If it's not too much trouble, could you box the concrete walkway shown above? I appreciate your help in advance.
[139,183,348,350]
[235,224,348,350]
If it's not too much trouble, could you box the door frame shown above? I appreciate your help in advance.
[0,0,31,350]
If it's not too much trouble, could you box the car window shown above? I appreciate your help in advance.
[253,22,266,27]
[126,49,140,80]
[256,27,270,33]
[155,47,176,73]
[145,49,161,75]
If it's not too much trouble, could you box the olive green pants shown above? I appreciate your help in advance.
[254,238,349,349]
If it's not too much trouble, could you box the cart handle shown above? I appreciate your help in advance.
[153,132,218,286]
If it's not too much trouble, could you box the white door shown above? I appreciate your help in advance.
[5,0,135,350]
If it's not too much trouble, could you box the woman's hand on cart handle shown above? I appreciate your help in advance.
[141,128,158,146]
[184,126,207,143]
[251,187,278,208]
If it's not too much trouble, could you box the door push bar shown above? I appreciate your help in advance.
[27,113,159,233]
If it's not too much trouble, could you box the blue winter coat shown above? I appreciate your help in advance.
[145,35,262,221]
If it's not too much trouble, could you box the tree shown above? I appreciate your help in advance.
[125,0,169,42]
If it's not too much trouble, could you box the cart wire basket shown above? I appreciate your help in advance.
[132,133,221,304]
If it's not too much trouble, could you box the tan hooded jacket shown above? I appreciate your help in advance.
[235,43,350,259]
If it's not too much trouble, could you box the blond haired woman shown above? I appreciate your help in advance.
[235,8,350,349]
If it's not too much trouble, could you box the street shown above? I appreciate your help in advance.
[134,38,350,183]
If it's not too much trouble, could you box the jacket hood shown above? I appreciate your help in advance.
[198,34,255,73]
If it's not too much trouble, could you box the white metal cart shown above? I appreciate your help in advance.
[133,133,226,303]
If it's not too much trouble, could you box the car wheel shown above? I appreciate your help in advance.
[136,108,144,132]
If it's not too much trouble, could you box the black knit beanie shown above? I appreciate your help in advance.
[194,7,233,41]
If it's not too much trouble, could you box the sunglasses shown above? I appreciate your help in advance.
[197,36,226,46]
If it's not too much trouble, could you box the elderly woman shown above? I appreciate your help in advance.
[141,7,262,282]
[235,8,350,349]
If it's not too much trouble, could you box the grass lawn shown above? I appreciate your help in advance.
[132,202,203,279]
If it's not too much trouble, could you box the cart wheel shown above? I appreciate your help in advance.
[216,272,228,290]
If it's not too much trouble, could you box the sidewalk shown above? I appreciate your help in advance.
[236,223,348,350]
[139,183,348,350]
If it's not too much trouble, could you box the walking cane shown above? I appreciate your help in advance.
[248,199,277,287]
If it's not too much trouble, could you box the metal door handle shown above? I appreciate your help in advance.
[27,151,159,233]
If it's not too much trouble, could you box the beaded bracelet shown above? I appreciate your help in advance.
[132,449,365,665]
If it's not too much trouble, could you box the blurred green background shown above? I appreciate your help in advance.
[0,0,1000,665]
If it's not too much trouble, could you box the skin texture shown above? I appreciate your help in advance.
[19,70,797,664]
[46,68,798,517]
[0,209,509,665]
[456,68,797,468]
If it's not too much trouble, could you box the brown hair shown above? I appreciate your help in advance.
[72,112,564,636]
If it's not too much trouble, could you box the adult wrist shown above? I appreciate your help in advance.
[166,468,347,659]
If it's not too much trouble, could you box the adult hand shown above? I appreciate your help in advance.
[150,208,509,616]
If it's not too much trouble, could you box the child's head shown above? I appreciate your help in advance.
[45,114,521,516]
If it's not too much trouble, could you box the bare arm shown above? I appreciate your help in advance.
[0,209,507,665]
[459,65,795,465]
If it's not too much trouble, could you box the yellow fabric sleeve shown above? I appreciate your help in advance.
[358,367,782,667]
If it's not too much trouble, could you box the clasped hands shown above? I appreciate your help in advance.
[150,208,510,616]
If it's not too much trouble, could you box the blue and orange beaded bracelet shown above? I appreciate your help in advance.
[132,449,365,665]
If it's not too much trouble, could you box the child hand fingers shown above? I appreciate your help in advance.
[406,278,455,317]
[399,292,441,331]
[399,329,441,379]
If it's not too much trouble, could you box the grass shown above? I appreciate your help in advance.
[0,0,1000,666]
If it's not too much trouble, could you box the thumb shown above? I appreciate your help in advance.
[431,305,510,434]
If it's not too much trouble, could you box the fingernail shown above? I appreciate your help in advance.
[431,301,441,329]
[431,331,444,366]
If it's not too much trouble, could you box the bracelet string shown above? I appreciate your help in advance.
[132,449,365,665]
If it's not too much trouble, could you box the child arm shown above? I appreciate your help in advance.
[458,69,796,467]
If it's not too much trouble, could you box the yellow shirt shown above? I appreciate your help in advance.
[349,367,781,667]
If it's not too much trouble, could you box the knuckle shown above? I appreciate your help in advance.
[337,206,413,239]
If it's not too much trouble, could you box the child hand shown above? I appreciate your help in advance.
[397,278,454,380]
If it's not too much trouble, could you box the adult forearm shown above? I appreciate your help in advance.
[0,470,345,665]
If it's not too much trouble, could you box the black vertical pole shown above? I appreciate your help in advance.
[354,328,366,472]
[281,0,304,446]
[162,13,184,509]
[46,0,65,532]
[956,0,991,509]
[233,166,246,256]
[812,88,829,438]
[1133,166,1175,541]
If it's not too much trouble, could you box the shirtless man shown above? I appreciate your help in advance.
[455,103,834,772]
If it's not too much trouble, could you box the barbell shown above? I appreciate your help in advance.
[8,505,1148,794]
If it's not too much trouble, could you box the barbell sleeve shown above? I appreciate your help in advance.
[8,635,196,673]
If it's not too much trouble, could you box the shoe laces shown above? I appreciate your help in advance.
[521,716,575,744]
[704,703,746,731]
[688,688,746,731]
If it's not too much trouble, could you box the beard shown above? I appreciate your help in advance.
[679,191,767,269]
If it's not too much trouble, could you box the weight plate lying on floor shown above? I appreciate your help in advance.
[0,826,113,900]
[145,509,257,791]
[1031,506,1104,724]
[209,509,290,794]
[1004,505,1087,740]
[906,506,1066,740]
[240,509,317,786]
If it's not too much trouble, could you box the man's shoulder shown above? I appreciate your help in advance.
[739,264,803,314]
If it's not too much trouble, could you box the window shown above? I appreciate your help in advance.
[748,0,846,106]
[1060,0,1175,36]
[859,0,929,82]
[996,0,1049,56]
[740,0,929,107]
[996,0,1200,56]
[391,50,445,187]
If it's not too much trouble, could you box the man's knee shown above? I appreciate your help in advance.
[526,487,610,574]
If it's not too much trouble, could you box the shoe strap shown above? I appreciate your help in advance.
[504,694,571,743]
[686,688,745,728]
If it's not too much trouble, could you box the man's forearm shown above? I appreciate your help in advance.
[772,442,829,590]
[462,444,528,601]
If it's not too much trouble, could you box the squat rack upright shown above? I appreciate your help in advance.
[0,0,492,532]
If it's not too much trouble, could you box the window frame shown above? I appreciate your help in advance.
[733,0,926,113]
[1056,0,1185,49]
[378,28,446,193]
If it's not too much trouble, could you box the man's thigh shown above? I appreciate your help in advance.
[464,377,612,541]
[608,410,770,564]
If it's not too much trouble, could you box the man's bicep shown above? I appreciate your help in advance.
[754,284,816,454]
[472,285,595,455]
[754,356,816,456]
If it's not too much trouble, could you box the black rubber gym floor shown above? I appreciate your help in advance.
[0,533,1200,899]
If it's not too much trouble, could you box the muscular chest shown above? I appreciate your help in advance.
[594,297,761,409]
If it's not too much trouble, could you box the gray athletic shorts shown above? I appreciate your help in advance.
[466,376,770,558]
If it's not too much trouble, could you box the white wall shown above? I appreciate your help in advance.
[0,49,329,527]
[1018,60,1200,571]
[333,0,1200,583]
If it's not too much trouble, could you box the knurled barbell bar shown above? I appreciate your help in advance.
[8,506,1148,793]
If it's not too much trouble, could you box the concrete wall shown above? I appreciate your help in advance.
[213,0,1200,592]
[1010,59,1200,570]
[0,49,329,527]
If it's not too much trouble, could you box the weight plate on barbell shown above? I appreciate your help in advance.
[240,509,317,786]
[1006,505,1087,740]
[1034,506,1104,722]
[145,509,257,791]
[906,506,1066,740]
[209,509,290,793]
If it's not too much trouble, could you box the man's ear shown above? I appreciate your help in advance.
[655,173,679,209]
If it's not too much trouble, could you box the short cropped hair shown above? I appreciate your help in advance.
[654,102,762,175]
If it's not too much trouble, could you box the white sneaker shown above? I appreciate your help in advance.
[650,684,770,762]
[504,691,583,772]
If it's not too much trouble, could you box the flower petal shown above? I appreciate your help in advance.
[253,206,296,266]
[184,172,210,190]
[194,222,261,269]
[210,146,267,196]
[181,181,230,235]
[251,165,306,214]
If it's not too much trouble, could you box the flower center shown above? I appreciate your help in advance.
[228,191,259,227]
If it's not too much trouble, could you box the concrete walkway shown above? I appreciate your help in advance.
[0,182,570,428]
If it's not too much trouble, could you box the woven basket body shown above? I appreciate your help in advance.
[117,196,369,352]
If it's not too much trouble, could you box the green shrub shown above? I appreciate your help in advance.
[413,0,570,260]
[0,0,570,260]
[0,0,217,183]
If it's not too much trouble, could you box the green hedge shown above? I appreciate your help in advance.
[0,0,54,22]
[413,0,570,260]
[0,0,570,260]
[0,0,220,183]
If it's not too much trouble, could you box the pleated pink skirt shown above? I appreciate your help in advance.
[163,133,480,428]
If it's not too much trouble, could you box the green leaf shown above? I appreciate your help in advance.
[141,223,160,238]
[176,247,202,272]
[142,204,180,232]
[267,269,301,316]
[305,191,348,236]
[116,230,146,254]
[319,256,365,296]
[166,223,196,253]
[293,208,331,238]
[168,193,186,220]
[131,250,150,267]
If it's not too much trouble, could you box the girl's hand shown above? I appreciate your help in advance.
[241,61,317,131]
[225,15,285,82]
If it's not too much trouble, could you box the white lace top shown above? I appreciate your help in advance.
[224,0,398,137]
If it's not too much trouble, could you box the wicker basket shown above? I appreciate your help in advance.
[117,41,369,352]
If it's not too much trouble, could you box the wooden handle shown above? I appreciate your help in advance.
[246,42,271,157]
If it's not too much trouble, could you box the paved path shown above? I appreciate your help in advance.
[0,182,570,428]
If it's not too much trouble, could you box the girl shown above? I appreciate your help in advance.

Given problem: Copy the lines of the data above, starting with the line that contains "the green hedge" and going on through the line that contains "[163,133,480,428]", with "purple" in place of "pink". Leave everything else unchanged and give only those lines.

Output:
If it's not too much trouble, could you box the green hedge shown above? I appreciate your help in advance.
[0,0,54,22]
[413,0,570,260]
[0,0,570,260]
[0,0,220,183]
If it's not too much trouble, could you box the pleated purple skirt shown above? I appreciate your help in advance.
[163,133,480,428]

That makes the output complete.